EXTRACT »
Create a bagging learner — mlr_graphs

Creates a Graph that performs bagging for a supplied graph. This is done as follows:

Subsample the data in each step using PipeOpSubsample, afterwards apply graph
Replicate this step iterations times (in parallel via multiplicities)
Average outputs of replicated graphs predictions using the averager (note that setting collect_multipliciy = TRUE is required)

All input arguments are cloned and have no references in common with the returned Graph.

Usage

pipeline_bagging(
  graph,
  iterations = 10,
  frac = 0.7,
  averager = NULL,
  replace = FALSE
)

Arguments

graph: PipeOp | Graph
A PipeOpLearner or Graph to create a robustifying pipeline for. Outputs from the replicated graphs are connected with the averager.
iterations: integer(1)
Number of bagging iterations. Defaults to 10.
frac: numeric(1)
Percentage of rows to keep during subsampling. See PipeOpSubsample for more information. Defaults to 0.7.

TASK DESCRIPTION » The bagging page states a property of the returned Graph. Why does the returned Graph have no references in common with the arguments passed to pipeline_bagging?

ENTRIES SHOWN »
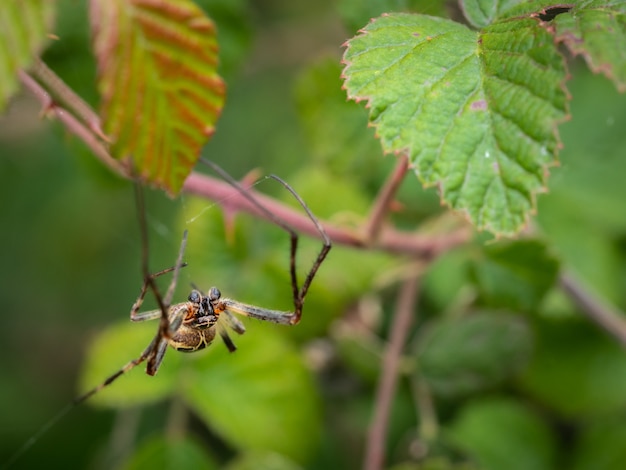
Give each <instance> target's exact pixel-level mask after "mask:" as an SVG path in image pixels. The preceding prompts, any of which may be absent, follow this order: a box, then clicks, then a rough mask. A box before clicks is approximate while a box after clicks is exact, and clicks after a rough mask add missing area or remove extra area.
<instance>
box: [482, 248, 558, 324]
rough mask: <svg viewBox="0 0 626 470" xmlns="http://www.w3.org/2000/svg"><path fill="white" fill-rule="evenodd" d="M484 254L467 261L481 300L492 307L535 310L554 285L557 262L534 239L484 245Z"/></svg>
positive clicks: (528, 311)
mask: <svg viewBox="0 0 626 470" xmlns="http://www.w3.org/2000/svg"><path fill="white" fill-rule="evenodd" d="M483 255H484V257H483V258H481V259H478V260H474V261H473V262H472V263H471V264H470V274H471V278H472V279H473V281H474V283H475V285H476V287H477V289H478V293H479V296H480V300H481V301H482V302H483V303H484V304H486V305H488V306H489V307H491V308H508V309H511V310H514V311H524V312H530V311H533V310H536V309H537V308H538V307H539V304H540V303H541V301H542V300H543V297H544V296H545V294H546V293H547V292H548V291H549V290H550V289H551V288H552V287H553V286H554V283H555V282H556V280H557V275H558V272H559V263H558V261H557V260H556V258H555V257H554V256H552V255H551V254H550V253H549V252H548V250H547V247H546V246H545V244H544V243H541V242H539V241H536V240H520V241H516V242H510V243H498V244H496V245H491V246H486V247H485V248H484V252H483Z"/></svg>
==
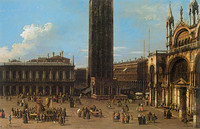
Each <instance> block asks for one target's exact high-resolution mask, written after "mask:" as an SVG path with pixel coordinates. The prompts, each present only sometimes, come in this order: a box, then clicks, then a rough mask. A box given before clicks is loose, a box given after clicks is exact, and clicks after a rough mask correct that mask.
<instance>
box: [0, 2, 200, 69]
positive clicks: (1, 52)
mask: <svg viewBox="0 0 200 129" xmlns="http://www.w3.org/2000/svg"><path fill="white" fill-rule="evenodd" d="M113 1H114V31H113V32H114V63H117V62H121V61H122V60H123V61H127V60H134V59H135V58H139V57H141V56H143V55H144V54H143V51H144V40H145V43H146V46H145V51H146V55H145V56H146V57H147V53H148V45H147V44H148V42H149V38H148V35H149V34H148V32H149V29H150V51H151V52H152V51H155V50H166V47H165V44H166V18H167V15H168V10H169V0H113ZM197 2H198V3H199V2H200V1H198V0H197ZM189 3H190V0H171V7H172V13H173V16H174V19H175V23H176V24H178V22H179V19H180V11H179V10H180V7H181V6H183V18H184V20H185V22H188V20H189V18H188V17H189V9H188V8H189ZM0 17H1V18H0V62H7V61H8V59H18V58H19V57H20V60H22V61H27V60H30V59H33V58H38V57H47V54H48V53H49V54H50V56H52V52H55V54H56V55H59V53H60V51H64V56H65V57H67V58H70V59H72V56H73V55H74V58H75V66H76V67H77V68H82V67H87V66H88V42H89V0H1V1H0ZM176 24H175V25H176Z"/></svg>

ANSWER FOR THE TASK » The returned Graph shares no references with the input arguments because all of those arguments are cloned.